Excerpts from annotation records

□ □ □ □ □

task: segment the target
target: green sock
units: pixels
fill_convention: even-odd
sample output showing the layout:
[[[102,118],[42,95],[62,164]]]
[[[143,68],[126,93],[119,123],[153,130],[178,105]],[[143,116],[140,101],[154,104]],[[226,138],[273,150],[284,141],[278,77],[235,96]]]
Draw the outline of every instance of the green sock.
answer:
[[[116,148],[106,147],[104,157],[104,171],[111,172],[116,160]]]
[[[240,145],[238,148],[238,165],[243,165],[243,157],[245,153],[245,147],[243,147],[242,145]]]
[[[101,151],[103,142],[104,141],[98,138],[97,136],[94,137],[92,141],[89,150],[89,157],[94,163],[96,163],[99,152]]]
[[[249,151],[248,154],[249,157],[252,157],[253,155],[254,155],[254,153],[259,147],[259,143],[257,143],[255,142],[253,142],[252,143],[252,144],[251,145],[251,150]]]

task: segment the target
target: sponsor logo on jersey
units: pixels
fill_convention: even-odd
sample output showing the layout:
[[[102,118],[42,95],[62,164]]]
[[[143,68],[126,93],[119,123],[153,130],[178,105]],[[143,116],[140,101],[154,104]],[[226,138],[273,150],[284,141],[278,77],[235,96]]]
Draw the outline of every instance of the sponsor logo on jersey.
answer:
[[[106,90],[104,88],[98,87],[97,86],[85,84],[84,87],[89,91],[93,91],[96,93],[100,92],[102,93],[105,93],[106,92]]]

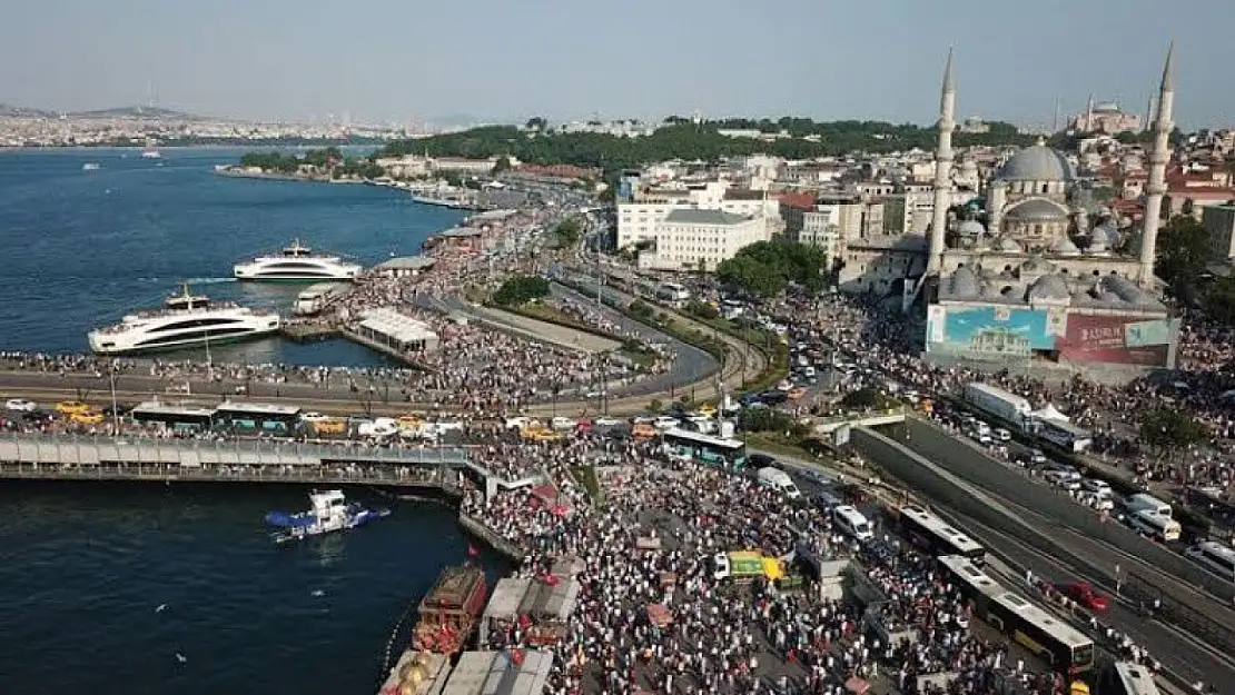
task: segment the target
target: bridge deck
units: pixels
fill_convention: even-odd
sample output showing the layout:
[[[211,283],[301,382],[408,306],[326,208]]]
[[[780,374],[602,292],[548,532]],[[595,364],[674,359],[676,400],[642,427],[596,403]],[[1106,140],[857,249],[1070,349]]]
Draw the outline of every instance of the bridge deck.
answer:
[[[293,465],[330,463],[387,465],[445,465],[457,468],[468,460],[467,447],[367,447],[269,441],[144,439],[136,437],[72,435],[0,436],[0,463],[64,465],[170,464]]]

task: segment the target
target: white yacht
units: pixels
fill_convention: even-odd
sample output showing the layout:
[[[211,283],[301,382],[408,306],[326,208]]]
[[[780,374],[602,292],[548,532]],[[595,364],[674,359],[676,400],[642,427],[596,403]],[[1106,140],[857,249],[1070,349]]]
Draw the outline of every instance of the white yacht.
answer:
[[[279,253],[259,256],[248,263],[237,263],[232,273],[240,280],[267,283],[351,281],[361,274],[361,267],[338,256],[314,253],[296,239]]]
[[[232,342],[279,330],[274,311],[248,309],[233,302],[210,301],[184,291],[163,301],[161,309],[130,314],[115,326],[90,331],[90,349],[99,354],[124,354],[180,348],[211,341]]]

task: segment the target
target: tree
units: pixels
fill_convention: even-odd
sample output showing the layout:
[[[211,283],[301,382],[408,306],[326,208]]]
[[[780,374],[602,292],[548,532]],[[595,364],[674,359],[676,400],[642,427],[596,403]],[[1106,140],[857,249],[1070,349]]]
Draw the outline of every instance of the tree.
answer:
[[[1176,296],[1191,294],[1210,257],[1209,232],[1192,216],[1176,215],[1158,232],[1155,268]]]
[[[1158,407],[1141,417],[1141,439],[1151,447],[1187,447],[1208,435],[1200,421],[1173,407]]]

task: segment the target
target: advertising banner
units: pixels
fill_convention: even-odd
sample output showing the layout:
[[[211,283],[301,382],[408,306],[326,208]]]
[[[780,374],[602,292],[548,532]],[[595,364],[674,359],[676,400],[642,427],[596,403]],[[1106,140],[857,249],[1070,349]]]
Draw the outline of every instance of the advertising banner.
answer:
[[[936,305],[927,312],[926,349],[1029,356],[1053,351],[1065,323],[1061,310]]]
[[[1060,339],[1060,358],[1166,367],[1176,326],[1171,318],[1072,314]]]

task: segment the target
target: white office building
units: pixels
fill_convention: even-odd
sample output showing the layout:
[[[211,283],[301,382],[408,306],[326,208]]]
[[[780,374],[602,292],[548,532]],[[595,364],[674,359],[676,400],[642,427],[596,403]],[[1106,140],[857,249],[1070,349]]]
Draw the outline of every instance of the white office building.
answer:
[[[638,254],[638,267],[647,270],[711,272],[742,247],[768,238],[761,217],[724,210],[672,210],[655,230],[655,247]]]
[[[640,191],[634,202],[618,204],[618,248],[655,239],[656,226],[674,210],[718,210],[756,217],[767,237],[782,226],[781,205],[764,191],[732,189],[722,181],[680,189],[650,189]]]

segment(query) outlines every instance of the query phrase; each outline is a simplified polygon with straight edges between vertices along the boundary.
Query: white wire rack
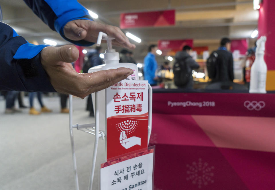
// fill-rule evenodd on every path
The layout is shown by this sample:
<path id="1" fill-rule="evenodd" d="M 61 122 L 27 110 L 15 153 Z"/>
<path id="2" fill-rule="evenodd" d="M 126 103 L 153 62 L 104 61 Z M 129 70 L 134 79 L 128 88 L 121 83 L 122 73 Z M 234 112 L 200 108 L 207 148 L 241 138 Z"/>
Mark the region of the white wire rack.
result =
<path id="1" fill-rule="evenodd" d="M 152 129 L 152 100 L 153 91 L 152 87 L 149 84 L 148 84 L 149 90 L 149 98 L 148 109 L 148 143 L 151 135 Z M 76 167 L 76 159 L 74 149 L 74 139 L 73 129 L 76 128 L 78 130 L 84 131 L 89 134 L 95 135 L 95 144 L 93 153 L 93 161 L 92 167 L 90 173 L 88 190 L 92 190 L 94 177 L 95 175 L 95 162 L 96 160 L 97 155 L 97 148 L 98 146 L 99 140 L 100 138 L 104 139 L 106 136 L 105 132 L 99 130 L 99 107 L 100 106 L 99 100 L 99 93 L 98 92 L 95 93 L 95 123 L 89 124 L 72 124 L 72 96 L 70 95 L 70 134 L 71 140 L 71 146 L 72 148 L 72 162 L 73 165 L 74 170 L 74 179 L 76 190 L 79 190 L 79 185 L 78 182 L 78 177 L 77 175 L 77 170 Z"/>

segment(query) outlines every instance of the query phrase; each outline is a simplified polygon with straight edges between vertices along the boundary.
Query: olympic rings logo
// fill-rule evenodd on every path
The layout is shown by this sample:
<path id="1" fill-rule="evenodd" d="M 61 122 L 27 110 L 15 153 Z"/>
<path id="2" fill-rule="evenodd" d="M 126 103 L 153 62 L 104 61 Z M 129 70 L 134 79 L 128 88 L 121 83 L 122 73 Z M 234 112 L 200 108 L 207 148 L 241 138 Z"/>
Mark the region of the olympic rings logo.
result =
<path id="1" fill-rule="evenodd" d="M 260 101 L 259 102 L 257 101 L 250 101 L 247 100 L 243 103 L 244 107 L 247 108 L 248 110 L 255 110 L 257 111 L 260 110 L 266 106 L 266 103 L 264 101 Z"/>

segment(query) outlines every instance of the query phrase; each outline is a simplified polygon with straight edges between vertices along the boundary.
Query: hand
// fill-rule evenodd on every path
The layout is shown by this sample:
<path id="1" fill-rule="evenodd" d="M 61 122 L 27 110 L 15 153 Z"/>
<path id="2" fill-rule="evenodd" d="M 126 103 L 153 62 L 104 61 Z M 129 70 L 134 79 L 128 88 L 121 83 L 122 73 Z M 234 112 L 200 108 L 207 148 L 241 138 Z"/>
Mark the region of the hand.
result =
<path id="1" fill-rule="evenodd" d="M 41 63 L 57 92 L 83 98 L 125 79 L 133 72 L 130 69 L 121 68 L 92 73 L 78 73 L 70 63 L 77 60 L 79 54 L 77 48 L 71 45 L 49 46 L 42 50 Z"/>
<path id="2" fill-rule="evenodd" d="M 157 76 L 156 76 L 154 77 L 154 80 L 158 80 L 158 79 L 159 78 L 159 77 Z"/>
<path id="3" fill-rule="evenodd" d="M 64 27 L 65 36 L 70 39 L 78 41 L 84 39 L 96 42 L 99 32 L 103 32 L 115 39 L 112 44 L 129 49 L 134 49 L 135 45 L 131 43 L 129 39 L 118 27 L 103 24 L 87 20 L 75 20 L 68 22 Z"/>
<path id="4" fill-rule="evenodd" d="M 122 146 L 128 149 L 137 145 L 140 146 L 140 138 L 136 136 L 131 136 L 127 138 L 125 132 L 122 131 L 120 132 L 119 142 Z"/>

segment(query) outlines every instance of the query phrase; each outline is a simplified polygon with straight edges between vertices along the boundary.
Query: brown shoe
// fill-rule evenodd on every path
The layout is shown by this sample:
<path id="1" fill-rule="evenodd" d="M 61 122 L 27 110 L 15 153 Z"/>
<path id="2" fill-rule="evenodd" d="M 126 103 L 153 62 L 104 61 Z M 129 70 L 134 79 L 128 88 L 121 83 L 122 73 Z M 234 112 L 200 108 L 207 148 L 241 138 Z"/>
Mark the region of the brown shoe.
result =
<path id="1" fill-rule="evenodd" d="M 31 107 L 31 108 L 30 109 L 30 111 L 29 112 L 29 113 L 30 115 L 39 115 L 41 113 L 36 110 L 35 108 L 34 107 Z"/>
<path id="2" fill-rule="evenodd" d="M 67 114 L 70 112 L 70 110 L 67 108 L 61 108 L 60 113 Z"/>
<path id="3" fill-rule="evenodd" d="M 50 110 L 46 106 L 43 106 L 41 108 L 41 112 L 51 112 L 52 111 L 52 110 Z"/>

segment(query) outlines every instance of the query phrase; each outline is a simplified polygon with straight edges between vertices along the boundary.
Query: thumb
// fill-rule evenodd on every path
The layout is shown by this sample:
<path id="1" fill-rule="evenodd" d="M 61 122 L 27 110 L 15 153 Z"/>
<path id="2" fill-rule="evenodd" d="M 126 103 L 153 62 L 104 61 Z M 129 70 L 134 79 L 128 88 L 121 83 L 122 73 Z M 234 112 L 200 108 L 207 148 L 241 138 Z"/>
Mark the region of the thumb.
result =
<path id="1" fill-rule="evenodd" d="M 59 61 L 72 63 L 78 59 L 79 53 L 77 48 L 72 45 L 58 48 L 49 46 L 43 49 L 41 57 L 44 61 L 50 63 Z"/>

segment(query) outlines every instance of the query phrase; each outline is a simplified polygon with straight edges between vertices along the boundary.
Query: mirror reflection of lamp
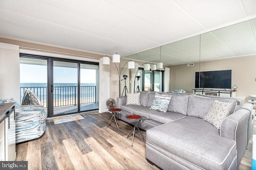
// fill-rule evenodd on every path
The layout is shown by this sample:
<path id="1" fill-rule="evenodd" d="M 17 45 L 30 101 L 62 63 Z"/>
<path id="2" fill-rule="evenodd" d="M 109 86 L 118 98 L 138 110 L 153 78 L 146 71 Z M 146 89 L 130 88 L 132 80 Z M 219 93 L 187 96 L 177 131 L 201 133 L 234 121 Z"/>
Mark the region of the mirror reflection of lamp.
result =
<path id="1" fill-rule="evenodd" d="M 232 88 L 234 88 L 234 91 L 236 92 L 236 89 L 238 88 L 238 87 L 236 86 L 232 86 Z"/>
<path id="2" fill-rule="evenodd" d="M 106 55 L 105 57 L 102 57 L 102 65 L 107 65 L 110 64 L 110 60 L 112 60 L 112 63 L 115 64 L 115 66 L 116 66 L 116 70 L 117 70 L 117 72 L 118 74 L 118 78 L 119 79 L 119 97 L 120 96 L 121 94 L 121 91 L 120 89 L 120 79 L 121 76 L 121 73 L 122 72 L 122 71 L 123 70 L 123 68 L 124 68 L 124 66 L 127 63 L 128 63 L 128 69 L 134 69 L 135 68 L 135 62 L 134 61 L 132 61 L 132 60 L 130 60 L 127 61 L 124 64 L 124 66 L 122 68 L 120 69 L 120 55 L 117 54 L 117 53 L 116 53 L 116 54 L 113 54 L 112 56 L 112 59 L 111 59 L 109 56 L 107 55 Z M 116 63 L 118 64 L 118 66 L 116 66 Z"/>

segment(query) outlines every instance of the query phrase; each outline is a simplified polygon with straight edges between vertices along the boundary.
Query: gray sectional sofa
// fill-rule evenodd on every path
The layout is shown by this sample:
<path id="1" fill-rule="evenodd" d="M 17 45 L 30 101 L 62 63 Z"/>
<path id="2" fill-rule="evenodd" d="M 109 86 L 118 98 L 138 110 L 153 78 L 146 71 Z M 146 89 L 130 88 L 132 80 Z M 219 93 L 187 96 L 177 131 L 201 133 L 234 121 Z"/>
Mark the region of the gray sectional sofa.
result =
<path id="1" fill-rule="evenodd" d="M 126 105 L 126 96 L 117 99 L 118 118 L 133 125 L 126 115 L 145 118 L 138 126 L 146 131 L 149 162 L 163 169 L 237 169 L 248 143 L 250 111 L 234 100 L 163 93 L 172 97 L 167 111 L 160 112 L 150 109 L 155 93 L 139 92 L 140 106 Z M 219 129 L 204 119 L 215 100 L 232 104 Z"/>

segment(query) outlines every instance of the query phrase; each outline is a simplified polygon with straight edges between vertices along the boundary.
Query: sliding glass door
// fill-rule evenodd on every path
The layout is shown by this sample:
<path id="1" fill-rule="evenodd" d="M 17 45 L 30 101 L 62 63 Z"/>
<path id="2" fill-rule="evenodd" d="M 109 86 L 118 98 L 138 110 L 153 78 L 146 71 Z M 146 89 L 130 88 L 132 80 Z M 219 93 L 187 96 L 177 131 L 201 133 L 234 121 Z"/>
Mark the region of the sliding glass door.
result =
<path id="1" fill-rule="evenodd" d="M 80 64 L 80 110 L 99 108 L 98 72 L 99 66 Z"/>
<path id="2" fill-rule="evenodd" d="M 77 112 L 78 63 L 53 61 L 53 114 Z"/>
<path id="3" fill-rule="evenodd" d="M 48 117 L 98 109 L 98 63 L 20 56 L 22 99 L 32 90 Z"/>
<path id="4" fill-rule="evenodd" d="M 47 59 L 24 57 L 20 59 L 21 104 L 29 104 L 26 103 L 25 100 L 24 102 L 22 100 L 26 90 L 32 90 L 38 97 L 47 111 Z"/>
<path id="5" fill-rule="evenodd" d="M 144 71 L 143 90 L 160 92 L 164 89 L 164 71 Z"/>

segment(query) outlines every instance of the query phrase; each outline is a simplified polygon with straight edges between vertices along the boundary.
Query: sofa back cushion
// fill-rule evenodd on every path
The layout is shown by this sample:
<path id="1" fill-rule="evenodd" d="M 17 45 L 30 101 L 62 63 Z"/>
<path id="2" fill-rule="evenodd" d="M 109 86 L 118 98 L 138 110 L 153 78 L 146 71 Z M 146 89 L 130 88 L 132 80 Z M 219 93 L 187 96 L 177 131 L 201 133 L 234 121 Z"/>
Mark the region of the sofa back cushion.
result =
<path id="1" fill-rule="evenodd" d="M 172 96 L 167 111 L 187 115 L 188 94 L 179 94 L 167 93 Z"/>
<path id="2" fill-rule="evenodd" d="M 148 101 L 149 97 L 149 92 L 144 92 L 140 91 L 137 91 L 137 93 L 140 93 L 140 105 L 144 107 L 147 107 L 148 105 Z"/>
<path id="3" fill-rule="evenodd" d="M 150 92 L 149 93 L 147 107 L 151 107 L 153 101 L 154 101 L 154 98 L 155 97 L 155 94 L 156 94 L 156 93 L 154 92 Z"/>
<path id="4" fill-rule="evenodd" d="M 201 119 L 204 118 L 215 100 L 221 102 L 232 103 L 232 107 L 229 111 L 229 115 L 234 113 L 236 109 L 237 103 L 236 100 L 234 100 L 189 95 L 188 115 Z"/>

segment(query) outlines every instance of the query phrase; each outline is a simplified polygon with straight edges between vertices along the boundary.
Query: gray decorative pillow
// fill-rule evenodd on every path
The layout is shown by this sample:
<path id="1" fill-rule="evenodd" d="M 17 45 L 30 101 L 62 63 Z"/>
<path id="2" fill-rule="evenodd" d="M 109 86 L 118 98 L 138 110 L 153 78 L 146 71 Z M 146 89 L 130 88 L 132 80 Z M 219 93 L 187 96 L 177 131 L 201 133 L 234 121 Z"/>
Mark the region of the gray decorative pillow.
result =
<path id="1" fill-rule="evenodd" d="M 126 104 L 140 106 L 140 93 L 128 94 Z"/>
<path id="2" fill-rule="evenodd" d="M 214 100 L 204 120 L 214 126 L 217 129 L 219 129 L 221 122 L 225 117 L 228 115 L 232 105 L 232 103 Z"/>
<path id="3" fill-rule="evenodd" d="M 167 94 L 159 94 L 156 93 L 150 109 L 166 112 L 172 96 Z"/>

□ □ □ □ □

◆ **What is being asked**:
Extract every line of the data that contains the string "bridge".

◆ **Task answer**:
target: bridge deck
Draw the outline of every instance of the bridge deck.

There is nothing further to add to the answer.